Short problem 1:
Answer these questions about the notice on the wb_terms table:
(a) When will the Wikidata development team drop the table?
(b) How much space did the table take in March 2019?
(c) How many indexes does the table have?
Short problem 2:
Please carry on the notice about the wb_terms table, picking up right after its last sentence.

Selection:
In May-June 2019, the Wikidata development team will drop the `wb_terms` table from the database in favor of a new optimized schema. Over years, this table has become too big, causing various issues. The table being used by plenty of external tools, we are setting up a process to make sure that the change can be done together with the developers and maintainers, without causing issues and broken tools.
On this task, you can find a description of the changes and the process, and you can ask for more details or for help in the comments. On the [[ https://phabricator.wikimedia.org/tag/wb_terms_-_tool_builders_migration/ | wb_terms - Tool Builders Migration ]] board you will find all the details about the migration, how to update your tool, and you can add your own tasks.
# Context: what is the problem with wb_terms?
`wb_terms` is an important table in Wikidata’s internal structure. It supports vital features in Wikidata such as performing search on entities and rendering the right labels of items and properties that get linked in statements. It has also been used by several other extensions, like PropertySuggester that uses the search feature mentioned before, and by many tool builders to query entity terms (labels, descriptions and aliases) for their needs.
In April 2018, the table took up to 900 GB, and in March 2019 the table takes up to 946 GB (46 GB increase, of which 30 happened in last 3 months) and we expect the rate in which the table size increases will be bigger with more adoption of Wikidata.
Currently our master host of database has less free space than the table size, which puts it in a risky situation as any attempt to alter the table or any other tables in the database become dangerous due to shortage on disk space required for these operations.
`wb_terms` takes up a lot of disk space because it contains over 70% duplication due to its design, and because it is too denormalized and has 7 indexes. The indexes size being about 590 GB.

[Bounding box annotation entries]
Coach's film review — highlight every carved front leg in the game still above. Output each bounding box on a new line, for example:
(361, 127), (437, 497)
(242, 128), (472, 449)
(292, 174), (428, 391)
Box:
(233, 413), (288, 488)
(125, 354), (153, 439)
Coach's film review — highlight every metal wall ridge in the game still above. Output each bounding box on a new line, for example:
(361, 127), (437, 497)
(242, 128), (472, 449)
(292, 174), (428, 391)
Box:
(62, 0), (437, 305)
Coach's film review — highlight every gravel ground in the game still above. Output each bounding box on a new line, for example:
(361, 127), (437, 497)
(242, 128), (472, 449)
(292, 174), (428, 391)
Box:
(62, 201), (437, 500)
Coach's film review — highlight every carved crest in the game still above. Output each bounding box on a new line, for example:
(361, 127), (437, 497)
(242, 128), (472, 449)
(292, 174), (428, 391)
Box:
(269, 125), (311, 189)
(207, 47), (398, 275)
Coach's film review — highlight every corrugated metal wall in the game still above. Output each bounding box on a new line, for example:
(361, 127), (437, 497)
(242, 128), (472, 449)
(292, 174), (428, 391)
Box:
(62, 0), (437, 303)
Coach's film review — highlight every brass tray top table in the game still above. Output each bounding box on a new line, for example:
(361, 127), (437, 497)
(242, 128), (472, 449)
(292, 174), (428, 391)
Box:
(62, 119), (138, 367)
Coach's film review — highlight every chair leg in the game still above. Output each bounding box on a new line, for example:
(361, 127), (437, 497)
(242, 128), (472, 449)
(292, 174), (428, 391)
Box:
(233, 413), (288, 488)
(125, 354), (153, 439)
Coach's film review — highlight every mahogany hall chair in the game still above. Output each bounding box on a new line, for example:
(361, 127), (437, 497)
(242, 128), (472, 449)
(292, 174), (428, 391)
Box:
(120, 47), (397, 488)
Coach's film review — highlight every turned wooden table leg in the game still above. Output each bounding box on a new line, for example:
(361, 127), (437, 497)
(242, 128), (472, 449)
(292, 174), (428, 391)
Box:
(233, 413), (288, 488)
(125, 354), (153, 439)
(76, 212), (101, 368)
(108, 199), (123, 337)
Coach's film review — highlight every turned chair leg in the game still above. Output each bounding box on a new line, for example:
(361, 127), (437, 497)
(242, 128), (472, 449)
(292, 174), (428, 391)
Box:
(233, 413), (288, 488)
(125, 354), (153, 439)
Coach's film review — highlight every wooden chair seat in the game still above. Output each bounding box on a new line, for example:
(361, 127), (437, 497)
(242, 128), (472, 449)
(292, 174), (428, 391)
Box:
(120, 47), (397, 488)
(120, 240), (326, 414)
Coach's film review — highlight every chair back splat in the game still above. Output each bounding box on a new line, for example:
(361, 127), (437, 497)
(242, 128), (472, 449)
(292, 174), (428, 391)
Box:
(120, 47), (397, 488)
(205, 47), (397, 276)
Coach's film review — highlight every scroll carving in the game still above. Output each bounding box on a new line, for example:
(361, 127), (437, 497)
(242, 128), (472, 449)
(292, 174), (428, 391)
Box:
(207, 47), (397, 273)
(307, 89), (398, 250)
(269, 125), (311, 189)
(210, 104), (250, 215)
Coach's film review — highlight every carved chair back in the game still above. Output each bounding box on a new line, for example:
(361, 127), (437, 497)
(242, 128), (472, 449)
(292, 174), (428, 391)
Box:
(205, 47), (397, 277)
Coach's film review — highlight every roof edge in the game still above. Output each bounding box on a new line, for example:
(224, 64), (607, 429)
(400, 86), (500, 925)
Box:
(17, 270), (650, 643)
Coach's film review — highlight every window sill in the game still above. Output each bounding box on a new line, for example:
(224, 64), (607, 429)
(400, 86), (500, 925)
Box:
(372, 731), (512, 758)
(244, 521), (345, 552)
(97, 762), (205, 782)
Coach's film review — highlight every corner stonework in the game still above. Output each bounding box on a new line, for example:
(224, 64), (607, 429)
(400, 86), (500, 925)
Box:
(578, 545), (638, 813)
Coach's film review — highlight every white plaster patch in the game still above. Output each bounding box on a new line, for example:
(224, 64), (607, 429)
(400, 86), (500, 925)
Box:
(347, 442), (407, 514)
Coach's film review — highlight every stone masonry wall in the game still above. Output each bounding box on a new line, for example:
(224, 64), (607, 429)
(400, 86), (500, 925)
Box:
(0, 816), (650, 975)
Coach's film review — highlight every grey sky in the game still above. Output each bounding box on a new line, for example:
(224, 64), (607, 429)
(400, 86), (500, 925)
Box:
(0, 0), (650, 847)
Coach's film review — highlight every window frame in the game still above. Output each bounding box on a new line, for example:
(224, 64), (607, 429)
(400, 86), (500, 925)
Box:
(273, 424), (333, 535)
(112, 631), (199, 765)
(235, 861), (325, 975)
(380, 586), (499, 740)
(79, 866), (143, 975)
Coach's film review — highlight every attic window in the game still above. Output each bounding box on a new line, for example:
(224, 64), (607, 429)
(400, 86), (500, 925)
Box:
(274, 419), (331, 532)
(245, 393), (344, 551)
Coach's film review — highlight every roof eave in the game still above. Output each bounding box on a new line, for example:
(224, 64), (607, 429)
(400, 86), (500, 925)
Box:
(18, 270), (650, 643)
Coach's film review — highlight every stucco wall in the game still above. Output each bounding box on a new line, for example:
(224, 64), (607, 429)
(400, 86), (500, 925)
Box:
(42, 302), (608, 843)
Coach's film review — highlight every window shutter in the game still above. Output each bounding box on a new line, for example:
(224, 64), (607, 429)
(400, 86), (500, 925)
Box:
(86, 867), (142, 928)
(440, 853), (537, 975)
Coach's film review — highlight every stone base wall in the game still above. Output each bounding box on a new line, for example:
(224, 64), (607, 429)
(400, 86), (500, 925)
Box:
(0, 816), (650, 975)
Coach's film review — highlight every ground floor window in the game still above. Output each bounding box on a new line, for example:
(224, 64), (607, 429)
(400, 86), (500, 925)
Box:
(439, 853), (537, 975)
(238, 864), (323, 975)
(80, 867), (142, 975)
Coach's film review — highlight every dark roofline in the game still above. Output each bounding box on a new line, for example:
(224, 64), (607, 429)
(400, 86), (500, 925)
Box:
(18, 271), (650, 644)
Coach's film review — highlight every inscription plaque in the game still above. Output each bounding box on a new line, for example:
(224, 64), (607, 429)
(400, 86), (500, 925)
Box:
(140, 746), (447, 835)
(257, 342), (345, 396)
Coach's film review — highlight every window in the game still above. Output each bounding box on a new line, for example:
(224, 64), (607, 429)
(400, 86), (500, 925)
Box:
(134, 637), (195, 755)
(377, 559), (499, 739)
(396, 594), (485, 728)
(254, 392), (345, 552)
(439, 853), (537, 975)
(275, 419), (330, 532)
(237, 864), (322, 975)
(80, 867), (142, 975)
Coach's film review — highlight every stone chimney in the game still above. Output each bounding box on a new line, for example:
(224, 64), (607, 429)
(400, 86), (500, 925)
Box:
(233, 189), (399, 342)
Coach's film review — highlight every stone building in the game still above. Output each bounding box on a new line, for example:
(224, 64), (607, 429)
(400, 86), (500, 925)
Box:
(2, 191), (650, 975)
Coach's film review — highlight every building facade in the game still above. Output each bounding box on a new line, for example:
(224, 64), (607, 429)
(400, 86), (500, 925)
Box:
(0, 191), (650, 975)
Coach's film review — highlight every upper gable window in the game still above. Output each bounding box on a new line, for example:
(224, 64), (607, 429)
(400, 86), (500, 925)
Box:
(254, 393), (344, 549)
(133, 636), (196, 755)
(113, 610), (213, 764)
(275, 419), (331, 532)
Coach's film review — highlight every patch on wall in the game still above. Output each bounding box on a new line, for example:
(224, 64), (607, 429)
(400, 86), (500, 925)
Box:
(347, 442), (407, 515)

Output 1:
(a) May-June 2019
(b) Up to 946 GB
(c) 7

Output 2:
In order to tackle these potential risks, we are working on a solution:
- redesign the table by normalizing it to avoid the high degree of duplication (see [[ https://commons.wikimedia.org/wiki/File:Wikibase_Terms_Store_Schema.png | new schema diagram ]], [[ https://gerrit.wikimedia.org/r/#/c/mediawiki/extensions/Wikibase/+/499142/11/repo/sql/AddNormalizedTermsTablesDDL.sql | new schema DDL ]])
- provide a clean abstraction on code level to access the new schema functionality
- migrate data gradually from the old wb_terms table into the new schema while we make sure we do not interrupt any usage of the table functionality
//Overview of the new schema://
# How are existing tools building on top of Wikidata affected?
Everyone querying `wb_terms` directly (on [[https://wikitech.wikimedia.org/wiki/Portal:Data_Services#Wiki_Replicas|Cloud Services Wiki Replicas]] through database connection) will be affected. Those tools will need an update in its code to continue working. Tool builders and maintainers will need to adapt their code to the new schema **before the migration starts** and switch to the new code when the migration starts.
➡️ You can find more details about how to prepare your code to do [[ https://phabricator.wikimedia.org/T221765 | in this task ]].
Other tools, for example those getting data through the API, pywikibot, gadgets, etc. will not be affected and will work as before with no action required from the maintainers.
Tool builders are encouraged to navigate to [[ https://phabricator.wikimedia.org/tag/wb_terms_-_tool_builders_migration/ | the dedicated workboard ]] created for their tools migration, where we will organize detailed information and help out answering questions and fixing issues to our best capacity. Feel free to add your own tasks to this board, and to collaborate with each others.
- Breaking change announcement: April 24th
- Test system ready: May 15th
- Date of migration on production: May 29th
➡️ You can find more details about the migration plan [[ https://phabricator.wikimedia.org/T221765 | in this task ]].
In case of inevitable circumstances that would lead to a change in this timeline, this task will be updated accordingly and an announcement will be made.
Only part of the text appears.